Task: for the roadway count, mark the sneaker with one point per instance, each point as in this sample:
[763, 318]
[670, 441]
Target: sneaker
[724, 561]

+--

:: Problem to work on ::
Rewrite the records, putting "boot" wherever "sneaker" appears and leaving everything else unchanged.

:: In response ::
Task: for the roadway count, mark the boot with one point per instance, each point as in this sample:
[763, 318]
[670, 441]
Target: boot
[724, 561]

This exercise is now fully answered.